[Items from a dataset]
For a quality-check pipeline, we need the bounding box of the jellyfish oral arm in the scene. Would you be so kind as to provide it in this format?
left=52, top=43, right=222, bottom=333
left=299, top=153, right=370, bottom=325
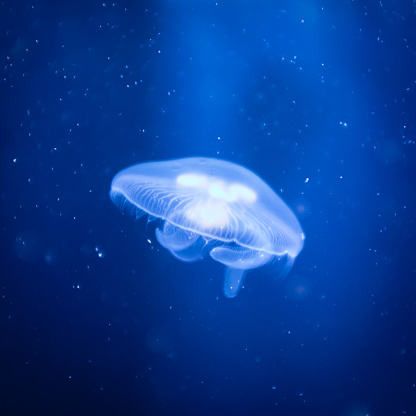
left=224, top=268, right=246, bottom=298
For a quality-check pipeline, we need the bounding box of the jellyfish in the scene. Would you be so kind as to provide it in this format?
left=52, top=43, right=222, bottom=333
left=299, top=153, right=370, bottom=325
left=110, top=157, right=305, bottom=298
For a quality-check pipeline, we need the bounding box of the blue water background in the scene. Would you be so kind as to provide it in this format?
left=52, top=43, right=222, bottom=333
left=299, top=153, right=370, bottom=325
left=0, top=0, right=416, bottom=416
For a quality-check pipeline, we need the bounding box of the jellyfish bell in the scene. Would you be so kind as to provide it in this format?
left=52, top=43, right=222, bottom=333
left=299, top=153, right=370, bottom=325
left=110, top=157, right=305, bottom=298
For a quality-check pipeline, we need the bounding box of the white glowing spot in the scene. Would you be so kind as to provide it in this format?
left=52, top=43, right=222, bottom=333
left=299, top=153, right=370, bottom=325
left=176, top=173, right=257, bottom=202
left=186, top=200, right=228, bottom=229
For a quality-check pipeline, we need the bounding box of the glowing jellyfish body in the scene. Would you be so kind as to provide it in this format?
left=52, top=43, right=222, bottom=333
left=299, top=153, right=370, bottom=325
left=110, top=158, right=304, bottom=298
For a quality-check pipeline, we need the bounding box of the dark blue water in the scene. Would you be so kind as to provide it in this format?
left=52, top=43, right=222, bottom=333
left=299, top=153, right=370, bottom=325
left=0, top=0, right=416, bottom=416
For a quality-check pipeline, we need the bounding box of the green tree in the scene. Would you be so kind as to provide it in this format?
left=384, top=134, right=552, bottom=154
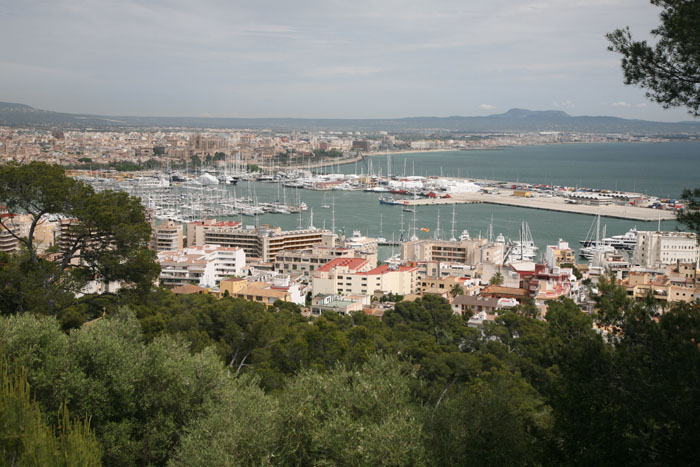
left=169, top=378, right=281, bottom=467
left=0, top=162, right=159, bottom=313
left=450, top=284, right=464, bottom=298
left=489, top=271, right=503, bottom=285
left=0, top=311, right=230, bottom=465
left=426, top=372, right=551, bottom=466
left=606, top=0, right=700, bottom=117
left=0, top=356, right=102, bottom=467
left=278, top=356, right=427, bottom=465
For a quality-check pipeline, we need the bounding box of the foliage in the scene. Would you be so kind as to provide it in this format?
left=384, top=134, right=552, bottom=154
left=450, top=284, right=464, bottom=298
left=0, top=162, right=159, bottom=314
left=0, top=356, right=101, bottom=467
left=489, top=272, right=503, bottom=285
left=0, top=313, right=228, bottom=465
left=278, top=356, right=425, bottom=465
left=170, top=379, right=281, bottom=467
left=606, top=0, right=700, bottom=117
left=426, top=372, right=551, bottom=466
left=0, top=286, right=700, bottom=465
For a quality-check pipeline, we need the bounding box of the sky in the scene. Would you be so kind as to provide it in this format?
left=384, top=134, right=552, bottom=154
left=0, top=0, right=692, bottom=121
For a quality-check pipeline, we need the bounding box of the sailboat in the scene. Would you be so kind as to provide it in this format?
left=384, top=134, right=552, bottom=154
left=377, top=213, right=386, bottom=245
left=507, top=221, right=538, bottom=262
left=579, top=213, right=615, bottom=259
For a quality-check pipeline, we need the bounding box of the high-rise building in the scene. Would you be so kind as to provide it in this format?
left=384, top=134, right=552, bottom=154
left=151, top=221, right=184, bottom=251
left=634, top=231, right=700, bottom=268
left=187, top=219, right=336, bottom=263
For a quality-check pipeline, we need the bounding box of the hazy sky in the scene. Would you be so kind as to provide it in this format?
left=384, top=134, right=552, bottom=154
left=0, top=0, right=691, bottom=121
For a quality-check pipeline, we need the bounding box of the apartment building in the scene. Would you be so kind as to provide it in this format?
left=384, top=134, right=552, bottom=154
left=151, top=221, right=184, bottom=251
left=187, top=219, right=336, bottom=263
left=0, top=211, right=22, bottom=253
left=544, top=238, right=576, bottom=268
left=158, top=245, right=245, bottom=288
left=219, top=277, right=306, bottom=307
left=312, top=258, right=418, bottom=295
left=619, top=271, right=700, bottom=303
left=401, top=238, right=504, bottom=266
left=634, top=231, right=700, bottom=268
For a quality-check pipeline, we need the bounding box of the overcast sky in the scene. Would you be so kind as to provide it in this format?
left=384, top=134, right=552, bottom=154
left=0, top=0, right=691, bottom=121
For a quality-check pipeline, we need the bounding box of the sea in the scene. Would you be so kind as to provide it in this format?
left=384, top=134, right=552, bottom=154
left=217, top=141, right=700, bottom=259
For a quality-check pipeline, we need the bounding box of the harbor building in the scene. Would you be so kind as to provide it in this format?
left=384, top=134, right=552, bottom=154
left=0, top=211, right=22, bottom=253
left=401, top=238, right=505, bottom=266
left=634, top=231, right=699, bottom=268
left=219, top=276, right=306, bottom=307
left=187, top=219, right=336, bottom=263
left=158, top=245, right=246, bottom=288
left=620, top=271, right=700, bottom=303
left=151, top=221, right=184, bottom=251
left=544, top=238, right=576, bottom=268
left=274, top=246, right=377, bottom=281
left=312, top=258, right=418, bottom=295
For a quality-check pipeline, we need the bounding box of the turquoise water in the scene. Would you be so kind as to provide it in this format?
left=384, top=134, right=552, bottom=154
left=330, top=141, right=700, bottom=198
left=224, top=142, right=700, bottom=257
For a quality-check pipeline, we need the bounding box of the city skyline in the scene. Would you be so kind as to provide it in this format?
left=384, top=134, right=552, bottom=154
left=0, top=0, right=692, bottom=121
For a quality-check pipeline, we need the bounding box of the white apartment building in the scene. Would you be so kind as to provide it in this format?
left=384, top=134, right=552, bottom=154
left=312, top=258, right=418, bottom=295
left=401, top=238, right=505, bottom=266
left=158, top=245, right=245, bottom=288
left=187, top=219, right=336, bottom=262
left=151, top=221, right=184, bottom=251
left=634, top=231, right=700, bottom=268
left=274, top=247, right=377, bottom=281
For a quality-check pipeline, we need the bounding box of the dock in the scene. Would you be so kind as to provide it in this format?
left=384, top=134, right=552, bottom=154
left=402, top=193, right=676, bottom=222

» Task brief: Turn all of the material above into a JSON list of strings, with one string per line and blank lines skipped. Leave the pictures out.

» Correct output:
[
  "For a quality-check pipeline, we need the bounding box of the jellyfish oral arm in the scene. Would you be so kind as to provide it in this format?",
  "left=52, top=43, right=222, bottom=333",
  "left=299, top=153, right=370, bottom=325",
  "left=224, top=268, right=246, bottom=298",
  "For a quality-check pipeline, we need the bounding box of the jellyfish in the scene. Would you be so kind as to provide it in this format?",
  "left=52, top=43, right=222, bottom=333",
  "left=299, top=153, right=370, bottom=325",
  "left=110, top=157, right=305, bottom=298",
  "For a quality-check pipeline, we need the bounding box of the blue water background in the scene. Would you be so kind as to provide it in this format?",
  "left=52, top=43, right=222, bottom=333",
  "left=299, top=153, right=370, bottom=325",
  "left=0, top=0, right=416, bottom=416",
  "For a quality-check pipeline, we need the bounding box of the jellyfish bell in the scene. Would you be so kind as to provide it in this format?",
  "left=52, top=43, right=222, bottom=333",
  "left=299, top=153, right=370, bottom=325",
  "left=110, top=157, right=305, bottom=298",
  "For a quality-check pipeline, we need the bounding box of the white glowing spot in the scene. Would you be so kind as to provide it in this format?",
  "left=52, top=43, right=222, bottom=333",
  "left=299, top=153, right=370, bottom=325",
  "left=176, top=173, right=257, bottom=202",
  "left=186, top=200, right=228, bottom=229",
  "For a quality-check pipeline, we need the bounding box of the glowing jellyfish body in the scene. Would you be so kind as to provide it in this format?",
  "left=52, top=43, right=222, bottom=333",
  "left=299, top=153, right=370, bottom=325",
  "left=110, top=158, right=304, bottom=298",
  "For a quality-check pipeline, we need the bounding box of the dark blue water in the scene. Would you be so kind as to provide it in this format?",
  "left=52, top=43, right=222, bottom=333",
  "left=299, top=153, right=370, bottom=325",
  "left=0, top=0, right=416, bottom=416",
  "For a quality-check pipeline, we need the bounding box of the green tree in the scene. Would you be so kind as to provide it in this format?",
  "left=384, top=134, right=552, bottom=154",
  "left=169, top=378, right=281, bottom=467",
  "left=0, top=162, right=159, bottom=313",
  "left=450, top=284, right=464, bottom=298",
  "left=489, top=271, right=503, bottom=285",
  "left=0, top=311, right=230, bottom=465",
  "left=426, top=372, right=551, bottom=466",
  "left=606, top=0, right=700, bottom=117",
  "left=0, top=356, right=102, bottom=467",
  "left=278, top=356, right=427, bottom=465",
  "For a quality-check pipeline, we need the bounding box of the foliage in the scene. Would you be so kind as to provide it in this format?",
  "left=384, top=134, right=552, bottom=154",
  "left=450, top=284, right=464, bottom=298",
  "left=0, top=162, right=159, bottom=314",
  "left=0, top=356, right=101, bottom=467",
  "left=489, top=272, right=503, bottom=285",
  "left=0, top=313, right=228, bottom=465",
  "left=278, top=356, right=425, bottom=465",
  "left=170, top=379, right=281, bottom=467",
  "left=606, top=0, right=700, bottom=117",
  "left=426, top=372, right=551, bottom=466",
  "left=0, top=286, right=700, bottom=465",
  "For a quality-check pipeline, we need the bounding box of the sky in the scene. Would you be so kind as to provide it in this format?",
  "left=384, top=134, right=552, bottom=154",
  "left=0, top=0, right=692, bottom=121",
  "For a quality-check pipeline, we need the bounding box of the sailboat in the scene. Would you be so kind as to provide it in this format?",
  "left=384, top=134, right=552, bottom=154",
  "left=377, top=213, right=386, bottom=245",
  "left=507, top=221, right=538, bottom=262",
  "left=579, top=213, right=615, bottom=259",
  "For a quality-check pipeline, we need the bounding box of the high-rise building in the scene. Would you be so kind as to provide it in this format?",
  "left=384, top=134, right=552, bottom=154",
  "left=151, top=221, right=184, bottom=251",
  "left=634, top=231, right=700, bottom=268",
  "left=187, top=219, right=336, bottom=263",
  "For a quality-check pipeline, we need the bounding box of the hazy sky in the scene. Would you be so kind as to provide it in this format?",
  "left=384, top=134, right=552, bottom=154",
  "left=0, top=0, right=691, bottom=121",
  "For a quality-check pipeline, we need the bounding box of the apartment building in the scene. Would you be so kind as to provide it in this format?",
  "left=384, top=134, right=552, bottom=154",
  "left=151, top=221, right=184, bottom=251",
  "left=187, top=219, right=336, bottom=263",
  "left=0, top=211, right=22, bottom=253",
  "left=544, top=238, right=576, bottom=268",
  "left=158, top=245, right=245, bottom=288",
  "left=219, top=277, right=306, bottom=307",
  "left=312, top=258, right=418, bottom=295",
  "left=619, top=271, right=700, bottom=303",
  "left=401, top=238, right=504, bottom=266",
  "left=634, top=231, right=700, bottom=268",
  "For a quality-check pipeline, we need the bounding box of the overcast sky in the scene. Would you be so kind as to provide it in this format?",
  "left=384, top=134, right=552, bottom=154",
  "left=0, top=0, right=691, bottom=121",
  "For a quality-check pipeline, we need the bounding box of the sea in the scene. Would you be so kind as to provide it in this format?",
  "left=384, top=134, right=552, bottom=154",
  "left=217, top=141, right=700, bottom=259",
  "For a quality-check pipeline, we need the bounding box of the harbor building in the scene. Would you be so kind as to provide it in this format?",
  "left=384, top=134, right=552, bottom=154",
  "left=0, top=211, right=22, bottom=253",
  "left=401, top=238, right=505, bottom=266",
  "left=634, top=231, right=699, bottom=268",
  "left=219, top=276, right=306, bottom=307",
  "left=187, top=219, right=336, bottom=263",
  "left=158, top=245, right=246, bottom=288",
  "left=620, top=271, right=700, bottom=303",
  "left=151, top=221, right=184, bottom=251",
  "left=544, top=238, right=576, bottom=268",
  "left=274, top=246, right=377, bottom=281",
  "left=312, top=258, right=418, bottom=295",
  "For a quality-check pipeline, we need the bounding box of the turquoise water in the scene. Would you be so kind as to provide it in this format?",
  "left=384, top=134, right=552, bottom=154",
  "left=330, top=141, right=700, bottom=198",
  "left=224, top=142, right=700, bottom=257",
  "For a quality-check pipeline, we need the bounding box of the city skyline in the scene. Would you be so kind as to provide it in this format?",
  "left=384, top=134, right=552, bottom=154",
  "left=0, top=0, right=692, bottom=121",
  "For a quality-check pipeline, we need the bounding box of the white apartment building in the scene. Would you be so kind as to provide it in this format?",
  "left=384, top=134, right=552, bottom=154",
  "left=312, top=258, right=418, bottom=295",
  "left=401, top=238, right=505, bottom=266",
  "left=158, top=245, right=245, bottom=288",
  "left=187, top=219, right=336, bottom=262",
  "left=151, top=221, right=184, bottom=251",
  "left=634, top=231, right=700, bottom=268",
  "left=274, top=247, right=377, bottom=281",
  "For a quality-check pipeline, we need the bounding box of the dock in the scene. Would you be so kind as to provide it in this format?",
  "left=384, top=134, right=552, bottom=154",
  "left=402, top=193, right=676, bottom=222"
]